Data —
# # #

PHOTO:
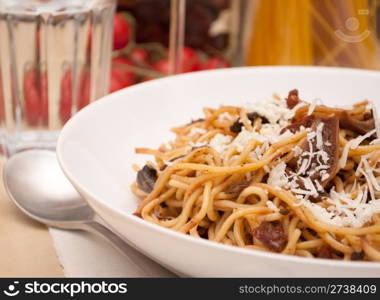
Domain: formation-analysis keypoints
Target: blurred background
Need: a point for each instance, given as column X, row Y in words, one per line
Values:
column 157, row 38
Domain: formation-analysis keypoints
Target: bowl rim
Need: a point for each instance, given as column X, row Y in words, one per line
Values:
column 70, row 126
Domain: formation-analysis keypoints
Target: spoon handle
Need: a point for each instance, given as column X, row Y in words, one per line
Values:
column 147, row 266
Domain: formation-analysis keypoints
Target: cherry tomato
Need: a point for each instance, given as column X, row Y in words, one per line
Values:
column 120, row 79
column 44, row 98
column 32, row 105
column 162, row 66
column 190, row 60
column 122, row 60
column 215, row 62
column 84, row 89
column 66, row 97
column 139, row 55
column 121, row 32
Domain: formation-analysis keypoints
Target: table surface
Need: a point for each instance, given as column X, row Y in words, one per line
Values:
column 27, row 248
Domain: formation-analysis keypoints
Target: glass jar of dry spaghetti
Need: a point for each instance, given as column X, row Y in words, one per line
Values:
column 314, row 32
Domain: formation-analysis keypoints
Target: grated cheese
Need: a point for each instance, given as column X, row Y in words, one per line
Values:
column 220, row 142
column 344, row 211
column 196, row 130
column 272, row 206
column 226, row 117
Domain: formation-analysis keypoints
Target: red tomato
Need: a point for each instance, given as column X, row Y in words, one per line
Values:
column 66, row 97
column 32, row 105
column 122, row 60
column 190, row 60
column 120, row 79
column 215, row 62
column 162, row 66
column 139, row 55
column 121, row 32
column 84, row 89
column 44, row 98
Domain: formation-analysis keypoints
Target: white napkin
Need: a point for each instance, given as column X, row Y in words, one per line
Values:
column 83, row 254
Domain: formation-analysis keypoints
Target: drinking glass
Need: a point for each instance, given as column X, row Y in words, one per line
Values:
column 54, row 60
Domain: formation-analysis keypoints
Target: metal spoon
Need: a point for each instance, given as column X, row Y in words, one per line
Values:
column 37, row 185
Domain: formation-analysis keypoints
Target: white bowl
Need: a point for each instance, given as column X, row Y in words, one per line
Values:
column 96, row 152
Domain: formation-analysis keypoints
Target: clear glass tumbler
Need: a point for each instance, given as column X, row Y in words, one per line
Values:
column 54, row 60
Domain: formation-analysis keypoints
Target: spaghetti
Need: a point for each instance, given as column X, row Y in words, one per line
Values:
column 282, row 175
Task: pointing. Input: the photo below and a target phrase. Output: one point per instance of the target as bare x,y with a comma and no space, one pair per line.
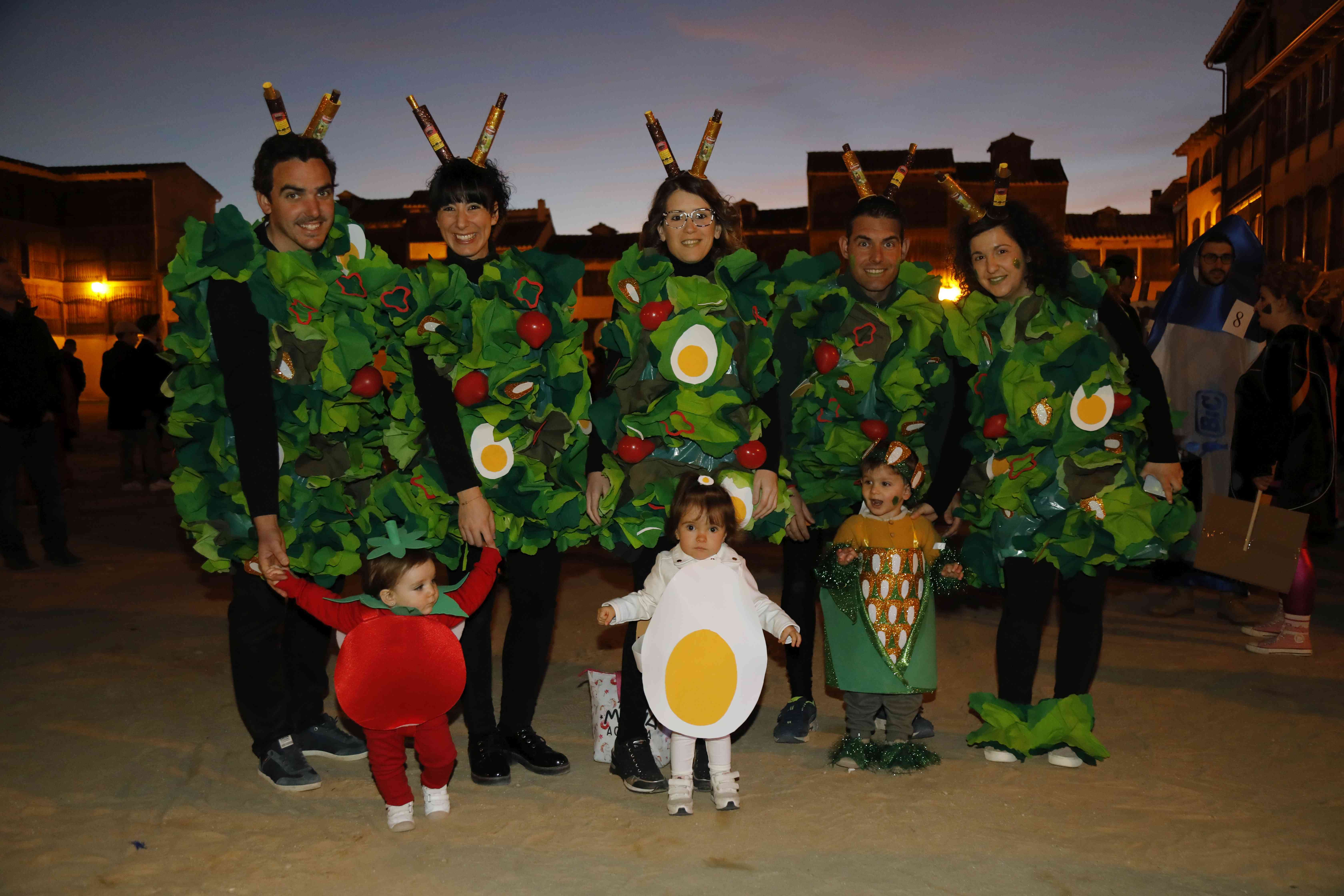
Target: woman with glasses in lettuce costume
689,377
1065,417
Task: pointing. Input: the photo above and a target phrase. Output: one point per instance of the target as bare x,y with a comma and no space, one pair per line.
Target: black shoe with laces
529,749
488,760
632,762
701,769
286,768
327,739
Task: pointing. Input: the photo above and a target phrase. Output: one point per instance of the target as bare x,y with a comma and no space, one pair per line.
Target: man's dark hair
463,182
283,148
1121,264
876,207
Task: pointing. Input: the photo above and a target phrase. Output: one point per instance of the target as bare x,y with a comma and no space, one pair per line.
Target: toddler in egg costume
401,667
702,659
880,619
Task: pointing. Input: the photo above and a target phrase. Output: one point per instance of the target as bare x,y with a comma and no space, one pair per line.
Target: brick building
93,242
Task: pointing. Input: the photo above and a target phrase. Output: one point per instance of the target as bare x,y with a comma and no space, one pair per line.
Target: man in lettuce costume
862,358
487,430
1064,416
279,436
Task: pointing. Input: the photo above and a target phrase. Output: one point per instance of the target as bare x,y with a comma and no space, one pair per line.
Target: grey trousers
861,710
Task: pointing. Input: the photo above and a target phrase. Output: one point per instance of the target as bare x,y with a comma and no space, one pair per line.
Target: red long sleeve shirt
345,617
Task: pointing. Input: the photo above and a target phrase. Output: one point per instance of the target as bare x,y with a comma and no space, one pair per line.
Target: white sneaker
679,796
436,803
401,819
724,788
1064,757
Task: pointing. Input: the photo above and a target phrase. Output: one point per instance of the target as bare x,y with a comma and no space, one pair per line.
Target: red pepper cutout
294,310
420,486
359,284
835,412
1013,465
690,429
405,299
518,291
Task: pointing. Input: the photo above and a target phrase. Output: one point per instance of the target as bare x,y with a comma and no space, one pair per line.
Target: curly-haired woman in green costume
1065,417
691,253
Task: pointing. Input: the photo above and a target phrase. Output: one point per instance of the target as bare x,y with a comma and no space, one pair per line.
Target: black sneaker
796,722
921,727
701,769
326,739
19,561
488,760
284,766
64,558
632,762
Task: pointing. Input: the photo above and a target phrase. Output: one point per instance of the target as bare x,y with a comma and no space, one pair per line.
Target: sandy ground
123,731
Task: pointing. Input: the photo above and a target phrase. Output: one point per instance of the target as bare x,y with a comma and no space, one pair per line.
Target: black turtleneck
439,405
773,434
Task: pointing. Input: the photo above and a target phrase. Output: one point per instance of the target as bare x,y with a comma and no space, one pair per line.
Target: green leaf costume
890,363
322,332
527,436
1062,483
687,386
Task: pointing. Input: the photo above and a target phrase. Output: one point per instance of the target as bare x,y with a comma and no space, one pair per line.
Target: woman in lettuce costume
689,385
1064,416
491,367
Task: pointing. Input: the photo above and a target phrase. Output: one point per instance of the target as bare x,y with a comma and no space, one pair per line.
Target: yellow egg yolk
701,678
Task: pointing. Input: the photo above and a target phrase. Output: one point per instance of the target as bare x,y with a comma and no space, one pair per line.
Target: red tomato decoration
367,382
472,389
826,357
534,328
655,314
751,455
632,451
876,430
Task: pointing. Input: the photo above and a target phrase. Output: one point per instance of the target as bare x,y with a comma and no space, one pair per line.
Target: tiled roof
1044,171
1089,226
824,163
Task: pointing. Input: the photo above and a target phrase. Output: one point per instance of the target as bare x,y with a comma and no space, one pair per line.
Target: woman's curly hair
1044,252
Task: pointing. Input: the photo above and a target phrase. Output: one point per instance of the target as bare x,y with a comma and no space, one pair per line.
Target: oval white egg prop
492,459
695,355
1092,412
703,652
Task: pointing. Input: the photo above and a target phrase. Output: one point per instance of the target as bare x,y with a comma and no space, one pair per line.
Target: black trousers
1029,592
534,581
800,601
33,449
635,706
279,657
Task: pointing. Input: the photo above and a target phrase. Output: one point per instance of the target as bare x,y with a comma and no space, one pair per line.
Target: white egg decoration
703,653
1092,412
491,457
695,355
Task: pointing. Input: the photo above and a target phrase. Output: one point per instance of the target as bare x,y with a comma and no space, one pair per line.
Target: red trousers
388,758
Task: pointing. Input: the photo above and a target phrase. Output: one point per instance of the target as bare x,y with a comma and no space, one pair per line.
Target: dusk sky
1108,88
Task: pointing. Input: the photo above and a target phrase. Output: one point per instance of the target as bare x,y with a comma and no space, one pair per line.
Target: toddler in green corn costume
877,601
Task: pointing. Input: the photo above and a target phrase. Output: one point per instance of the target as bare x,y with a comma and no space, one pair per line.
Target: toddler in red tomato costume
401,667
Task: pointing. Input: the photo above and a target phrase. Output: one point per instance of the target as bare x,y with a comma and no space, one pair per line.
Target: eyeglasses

# # #

Exercise objective — Among the entries above, locate the lines containing "Target: blurred background" and "Target: grated cheese", and transcribe exactly those two lines and all lines between.

Result of this task —
Target: blurred background
Need: a point for each instance, given as column X, row Y in words, one per line
Values:
column 157, row 38
Domain: formation-analysis keypoints
Target: bowl rim
Need: a point for each instance, given as column X, row Y in words, one per line
Values:
column 70, row 126
Domain: formation-analysis keypoints
Target: spoon handle
Need: a point for each instance, given as column X, row Y in words, one per line
Values:
column 147, row 266
Domain: formation-analysis keypoints
Target: cherry tomato
Need: a point for each instance, given as column X, row Y in words, one per line
Values:
column 120, row 79
column 44, row 98
column 32, row 105
column 162, row 66
column 190, row 60
column 122, row 60
column 215, row 62
column 84, row 89
column 66, row 97
column 139, row 55
column 121, row 32
Domain: formation-analysis keypoints
Target: table surface
Need: a point for each instance, given as column X, row Y in words, one per line
Values:
column 27, row 248
Domain: formation-analysis keypoints
Target: glass jar of dry spaghetti
Need: a point for each instance, given as column X, row Y in words, one per line
Values:
column 314, row 32
Domain: formation-analysis keypoints
Target: grated cheese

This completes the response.